▶ [EXTRACTED TEXT]:

= Beginning of Section =

Broadband Strategic Framework

Core Principles for Investment in Hawai‘i Broadband

  • Despite the recognition that access to robust, reliable, and reasonably priced broadband service is a necessity, Hawai‘i had lacked strategic investment in middle mile structure.
  • Public investment is needed to improve middle mile infrastructure and attract more internet providers to Hawaii, lowering costs and improving service.

Investment Pillars of the Strategic Framework

Access, Equity, and Literacy (AEL)

Federal support for universal internet access remains strong, with pandemic relief supporting device access, infrastructure, and affordability for low-income households. Funding channels include state/county/education programs and FCC/USAC subsidies (EBB/ACP, ECF, eRate). While equity and digital literacy efforts require further scaling, community-based outreach is expanding, integrating established programs with grassroots initiatives. The Strategic Framework will directly fund and encourage this integration, aiming to broaden services and ensure all benefits.

= End of Section =

▶ [ENTRIES SHOWN]:

= Beginning of Section =

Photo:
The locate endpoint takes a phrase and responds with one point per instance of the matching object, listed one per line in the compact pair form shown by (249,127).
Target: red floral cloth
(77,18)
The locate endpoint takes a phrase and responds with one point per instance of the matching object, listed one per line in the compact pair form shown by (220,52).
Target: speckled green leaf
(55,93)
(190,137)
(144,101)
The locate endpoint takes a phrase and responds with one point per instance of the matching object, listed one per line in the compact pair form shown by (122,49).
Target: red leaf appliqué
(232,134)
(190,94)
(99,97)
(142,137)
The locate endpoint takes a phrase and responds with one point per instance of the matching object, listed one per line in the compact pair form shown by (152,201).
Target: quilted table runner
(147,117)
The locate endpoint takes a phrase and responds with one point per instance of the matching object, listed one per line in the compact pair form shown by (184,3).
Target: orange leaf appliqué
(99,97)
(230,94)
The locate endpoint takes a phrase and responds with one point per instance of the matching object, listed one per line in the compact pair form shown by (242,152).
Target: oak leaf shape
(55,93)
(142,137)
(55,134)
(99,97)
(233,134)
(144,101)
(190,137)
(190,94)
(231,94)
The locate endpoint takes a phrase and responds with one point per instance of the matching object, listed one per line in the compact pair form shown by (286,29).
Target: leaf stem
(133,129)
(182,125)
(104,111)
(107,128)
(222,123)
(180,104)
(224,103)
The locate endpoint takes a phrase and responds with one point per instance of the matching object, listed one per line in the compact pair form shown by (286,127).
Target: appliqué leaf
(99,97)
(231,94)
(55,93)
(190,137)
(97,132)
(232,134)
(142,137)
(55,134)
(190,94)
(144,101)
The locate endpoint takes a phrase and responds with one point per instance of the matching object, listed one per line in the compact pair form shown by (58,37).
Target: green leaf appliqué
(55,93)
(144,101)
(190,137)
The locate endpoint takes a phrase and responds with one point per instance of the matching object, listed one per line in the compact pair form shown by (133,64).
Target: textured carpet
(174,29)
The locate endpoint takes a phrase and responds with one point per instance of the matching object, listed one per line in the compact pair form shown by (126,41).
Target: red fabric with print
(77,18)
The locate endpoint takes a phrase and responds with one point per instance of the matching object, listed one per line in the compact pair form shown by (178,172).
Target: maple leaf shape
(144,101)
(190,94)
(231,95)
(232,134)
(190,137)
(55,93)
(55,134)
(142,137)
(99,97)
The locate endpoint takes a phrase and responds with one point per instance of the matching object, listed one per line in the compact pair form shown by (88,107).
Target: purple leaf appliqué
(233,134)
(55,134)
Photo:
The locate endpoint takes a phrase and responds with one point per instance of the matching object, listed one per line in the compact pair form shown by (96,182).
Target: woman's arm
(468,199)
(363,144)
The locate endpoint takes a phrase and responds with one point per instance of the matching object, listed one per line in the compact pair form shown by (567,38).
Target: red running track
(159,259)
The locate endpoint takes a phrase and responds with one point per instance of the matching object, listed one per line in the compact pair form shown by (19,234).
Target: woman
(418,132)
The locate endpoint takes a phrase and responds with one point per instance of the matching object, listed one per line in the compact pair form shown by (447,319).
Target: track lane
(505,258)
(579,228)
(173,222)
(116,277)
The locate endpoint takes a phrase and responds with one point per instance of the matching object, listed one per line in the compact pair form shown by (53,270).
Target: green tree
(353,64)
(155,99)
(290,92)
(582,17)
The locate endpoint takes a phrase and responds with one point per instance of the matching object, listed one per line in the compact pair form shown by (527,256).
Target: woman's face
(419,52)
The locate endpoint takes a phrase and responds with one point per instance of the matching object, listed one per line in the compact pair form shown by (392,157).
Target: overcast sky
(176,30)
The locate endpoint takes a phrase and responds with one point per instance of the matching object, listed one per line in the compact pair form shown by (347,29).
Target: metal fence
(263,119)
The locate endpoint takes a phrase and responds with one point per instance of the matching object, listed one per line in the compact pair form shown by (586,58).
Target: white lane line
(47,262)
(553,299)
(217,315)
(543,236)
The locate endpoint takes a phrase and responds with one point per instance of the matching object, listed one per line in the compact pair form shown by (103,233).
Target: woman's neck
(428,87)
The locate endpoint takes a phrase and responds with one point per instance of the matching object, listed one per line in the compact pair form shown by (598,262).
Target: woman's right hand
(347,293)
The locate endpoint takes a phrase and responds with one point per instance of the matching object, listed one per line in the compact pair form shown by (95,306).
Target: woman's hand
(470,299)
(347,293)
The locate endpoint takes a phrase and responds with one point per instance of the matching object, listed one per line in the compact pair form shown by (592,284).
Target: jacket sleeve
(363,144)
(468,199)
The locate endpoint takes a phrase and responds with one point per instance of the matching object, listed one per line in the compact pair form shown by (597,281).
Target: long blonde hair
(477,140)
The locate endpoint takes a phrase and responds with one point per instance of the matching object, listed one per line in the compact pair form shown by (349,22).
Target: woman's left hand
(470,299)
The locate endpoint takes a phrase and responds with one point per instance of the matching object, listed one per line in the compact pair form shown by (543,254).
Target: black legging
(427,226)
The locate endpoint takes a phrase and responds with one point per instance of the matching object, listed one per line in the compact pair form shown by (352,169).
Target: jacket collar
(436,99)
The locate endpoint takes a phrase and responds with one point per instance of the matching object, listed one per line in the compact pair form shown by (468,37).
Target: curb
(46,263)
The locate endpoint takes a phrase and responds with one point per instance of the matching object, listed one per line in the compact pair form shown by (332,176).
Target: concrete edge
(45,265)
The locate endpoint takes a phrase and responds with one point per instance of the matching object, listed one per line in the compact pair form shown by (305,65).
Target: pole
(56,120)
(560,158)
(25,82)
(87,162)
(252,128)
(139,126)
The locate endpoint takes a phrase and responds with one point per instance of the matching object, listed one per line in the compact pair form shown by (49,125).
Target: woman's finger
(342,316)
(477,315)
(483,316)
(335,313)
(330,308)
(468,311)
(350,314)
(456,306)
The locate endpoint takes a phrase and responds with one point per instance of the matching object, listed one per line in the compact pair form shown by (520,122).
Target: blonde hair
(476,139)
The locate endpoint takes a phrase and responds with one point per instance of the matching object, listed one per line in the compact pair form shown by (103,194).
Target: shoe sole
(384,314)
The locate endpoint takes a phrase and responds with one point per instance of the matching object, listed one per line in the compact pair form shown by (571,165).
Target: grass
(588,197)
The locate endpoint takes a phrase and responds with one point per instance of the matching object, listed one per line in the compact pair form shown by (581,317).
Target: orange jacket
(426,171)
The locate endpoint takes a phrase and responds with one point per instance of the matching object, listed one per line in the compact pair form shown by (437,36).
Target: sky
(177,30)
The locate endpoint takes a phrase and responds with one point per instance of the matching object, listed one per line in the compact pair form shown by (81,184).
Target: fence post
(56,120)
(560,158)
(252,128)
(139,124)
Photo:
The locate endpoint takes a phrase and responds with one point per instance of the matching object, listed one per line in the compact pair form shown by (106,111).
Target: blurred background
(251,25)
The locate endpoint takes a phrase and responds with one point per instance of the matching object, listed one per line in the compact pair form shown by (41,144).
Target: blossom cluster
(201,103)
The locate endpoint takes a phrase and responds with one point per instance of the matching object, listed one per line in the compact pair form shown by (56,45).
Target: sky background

= End of Section =

▶ [AIM OF THE EXERCISE]: What does the broadband framework text say, summed up in two sentences? The entries come from a different source than the broadband framework text.

▶ [ANSWER TO THIS EXERCISE]: Hawai‘i has lacked strategic investment in middle mile infrastructure, and public investment is needed to improve it, attract more internet providers, lower costs, and improve service. Under its Access, Equity, and Literacy pillar, the framework notes strong federal support for universal internet access and commits to directly funding and encouraging the integration of established programs with grassroots initiatives to broaden services.